Pull out every line from the line containing "Thank you for the photo. Could you please annotate the water" through the end of the material, both ends included, and reproduce it exactly. Keep pictures out.

Named object pointing entries:
--------------------------------
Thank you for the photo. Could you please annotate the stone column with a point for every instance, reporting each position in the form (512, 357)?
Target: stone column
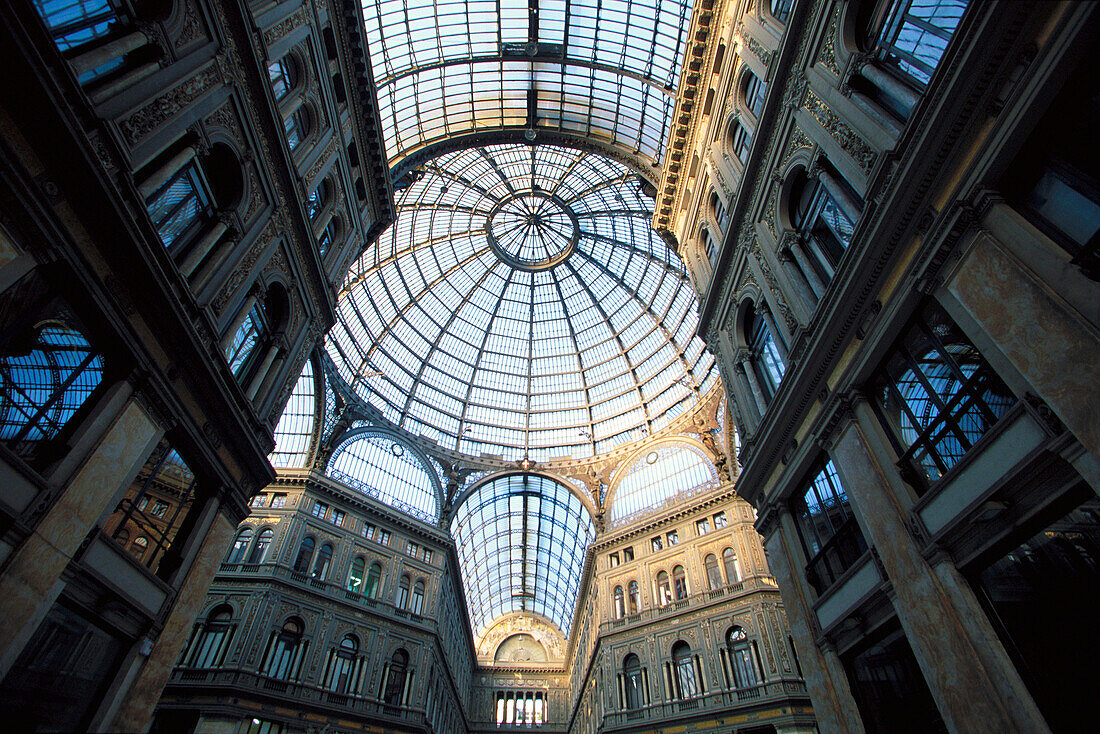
(1037, 331)
(971, 678)
(135, 710)
(161, 176)
(834, 704)
(31, 581)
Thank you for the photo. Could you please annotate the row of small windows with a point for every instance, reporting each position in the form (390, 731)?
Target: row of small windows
(683, 675)
(286, 649)
(674, 588)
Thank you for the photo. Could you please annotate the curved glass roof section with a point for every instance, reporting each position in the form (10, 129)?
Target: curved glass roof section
(384, 469)
(604, 69)
(296, 427)
(663, 474)
(521, 540)
(521, 305)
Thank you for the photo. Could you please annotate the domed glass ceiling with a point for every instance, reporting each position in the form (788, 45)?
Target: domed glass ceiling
(598, 69)
(521, 305)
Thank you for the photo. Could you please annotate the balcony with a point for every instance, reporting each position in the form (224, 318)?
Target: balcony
(745, 588)
(673, 711)
(238, 682)
(303, 580)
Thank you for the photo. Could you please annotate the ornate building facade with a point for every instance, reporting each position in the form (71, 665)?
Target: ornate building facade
(630, 365)
(175, 218)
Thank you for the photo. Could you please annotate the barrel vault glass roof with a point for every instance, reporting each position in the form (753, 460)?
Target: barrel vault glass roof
(521, 305)
(602, 69)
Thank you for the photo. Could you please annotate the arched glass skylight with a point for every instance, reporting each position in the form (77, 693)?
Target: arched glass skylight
(521, 540)
(660, 475)
(387, 470)
(521, 305)
(296, 426)
(602, 69)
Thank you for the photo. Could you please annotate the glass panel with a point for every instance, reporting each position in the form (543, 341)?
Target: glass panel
(296, 427)
(521, 541)
(487, 347)
(378, 467)
(661, 477)
(600, 68)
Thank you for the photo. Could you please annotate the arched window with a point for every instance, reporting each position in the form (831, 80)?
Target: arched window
(936, 395)
(260, 549)
(679, 582)
(48, 369)
(910, 36)
(683, 667)
(394, 680)
(713, 573)
(377, 466)
(343, 665)
(355, 576)
(284, 77)
(295, 430)
(663, 589)
(212, 639)
(297, 126)
(733, 568)
(766, 359)
(283, 659)
(754, 91)
(139, 546)
(829, 534)
(305, 555)
(240, 546)
(403, 592)
(321, 565)
(329, 234)
(373, 587)
(743, 668)
(740, 140)
(824, 210)
(634, 683)
(317, 199)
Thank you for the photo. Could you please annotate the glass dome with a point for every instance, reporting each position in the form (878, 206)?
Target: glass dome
(521, 305)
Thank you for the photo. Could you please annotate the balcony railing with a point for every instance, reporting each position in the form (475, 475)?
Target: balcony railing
(702, 599)
(243, 681)
(769, 692)
(331, 590)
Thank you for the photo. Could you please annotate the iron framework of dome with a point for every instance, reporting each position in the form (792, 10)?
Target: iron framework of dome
(521, 305)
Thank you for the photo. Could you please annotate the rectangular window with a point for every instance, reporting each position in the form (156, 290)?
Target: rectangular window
(936, 396)
(831, 537)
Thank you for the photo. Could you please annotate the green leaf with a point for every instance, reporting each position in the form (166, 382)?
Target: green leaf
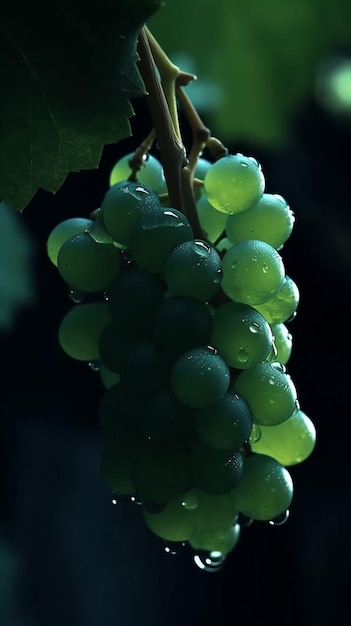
(259, 58)
(67, 71)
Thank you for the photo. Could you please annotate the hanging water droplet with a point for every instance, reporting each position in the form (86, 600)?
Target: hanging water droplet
(173, 547)
(280, 519)
(94, 365)
(209, 561)
(134, 499)
(255, 328)
(242, 356)
(76, 296)
(255, 434)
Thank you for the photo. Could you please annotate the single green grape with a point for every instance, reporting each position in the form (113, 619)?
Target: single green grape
(241, 337)
(154, 236)
(270, 220)
(62, 232)
(211, 221)
(289, 443)
(122, 206)
(80, 330)
(193, 269)
(283, 305)
(87, 265)
(222, 540)
(253, 272)
(269, 392)
(265, 490)
(150, 174)
(234, 183)
(226, 424)
(200, 377)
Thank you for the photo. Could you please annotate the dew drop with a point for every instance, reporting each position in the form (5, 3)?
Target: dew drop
(94, 365)
(280, 519)
(76, 296)
(210, 561)
(255, 434)
(255, 328)
(173, 547)
(242, 356)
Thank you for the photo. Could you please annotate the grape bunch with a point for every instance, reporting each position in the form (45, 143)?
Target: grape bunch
(190, 338)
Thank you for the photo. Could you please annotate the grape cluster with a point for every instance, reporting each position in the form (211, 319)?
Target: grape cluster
(190, 338)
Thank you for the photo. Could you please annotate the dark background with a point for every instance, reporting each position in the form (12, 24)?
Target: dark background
(79, 560)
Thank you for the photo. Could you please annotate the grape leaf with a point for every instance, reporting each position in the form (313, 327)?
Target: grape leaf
(67, 70)
(257, 59)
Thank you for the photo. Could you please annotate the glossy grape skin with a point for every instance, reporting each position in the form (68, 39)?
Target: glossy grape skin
(199, 377)
(265, 490)
(234, 183)
(80, 330)
(193, 269)
(270, 220)
(86, 265)
(289, 443)
(151, 174)
(62, 232)
(154, 236)
(253, 272)
(241, 337)
(269, 392)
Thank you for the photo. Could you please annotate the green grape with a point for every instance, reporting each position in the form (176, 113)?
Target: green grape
(108, 378)
(174, 523)
(223, 540)
(214, 511)
(63, 231)
(215, 471)
(116, 464)
(114, 342)
(226, 424)
(289, 443)
(80, 330)
(283, 342)
(181, 324)
(270, 220)
(117, 418)
(122, 206)
(200, 377)
(145, 367)
(87, 265)
(151, 173)
(133, 297)
(160, 473)
(253, 272)
(265, 490)
(234, 183)
(283, 305)
(165, 419)
(154, 236)
(211, 221)
(241, 337)
(269, 392)
(193, 269)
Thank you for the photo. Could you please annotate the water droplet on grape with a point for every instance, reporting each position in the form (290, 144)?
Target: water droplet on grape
(210, 561)
(94, 365)
(280, 520)
(173, 547)
(255, 328)
(242, 356)
(76, 296)
(255, 434)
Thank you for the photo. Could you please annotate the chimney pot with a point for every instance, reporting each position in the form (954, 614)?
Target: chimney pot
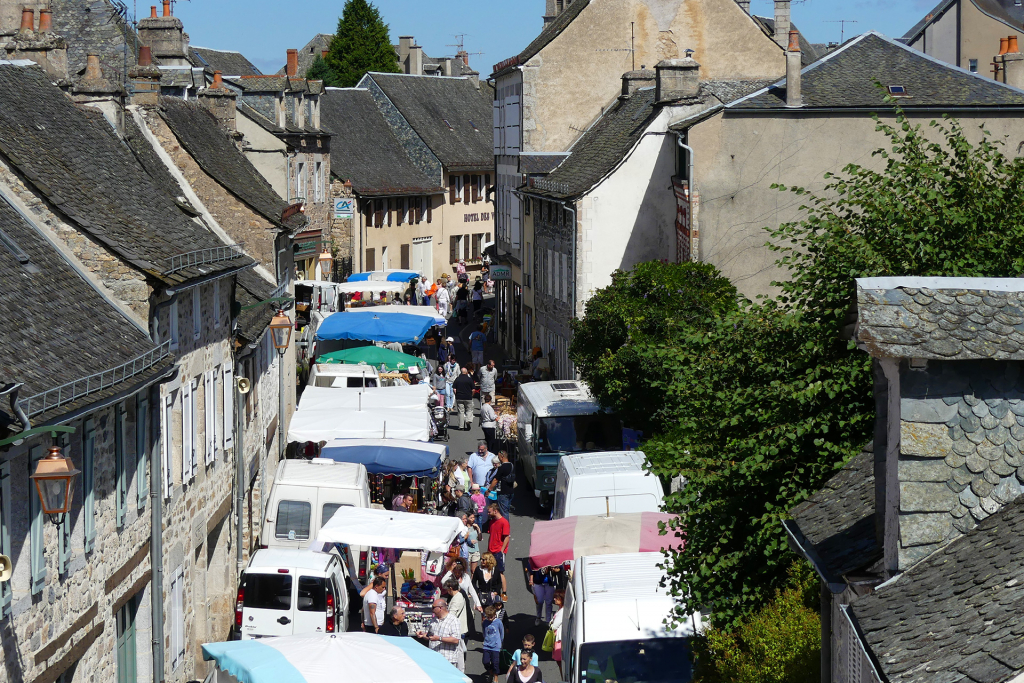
(793, 68)
(92, 70)
(28, 22)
--------------------------------
__Response to this task__:
Thank you for the photo. Could you please annotate the water droplet on grape with a point for every instance, reporting each position in the form (290, 144)?
Target: water droplet on grape
(210, 561)
(94, 365)
(280, 520)
(173, 547)
(255, 328)
(242, 356)
(76, 296)
(255, 434)
Thank you for the photo. Could you please annotate the chimney pot with a point for every instance, reporting each position in the form (954, 614)?
Target: chimney pot
(793, 68)
(92, 70)
(28, 22)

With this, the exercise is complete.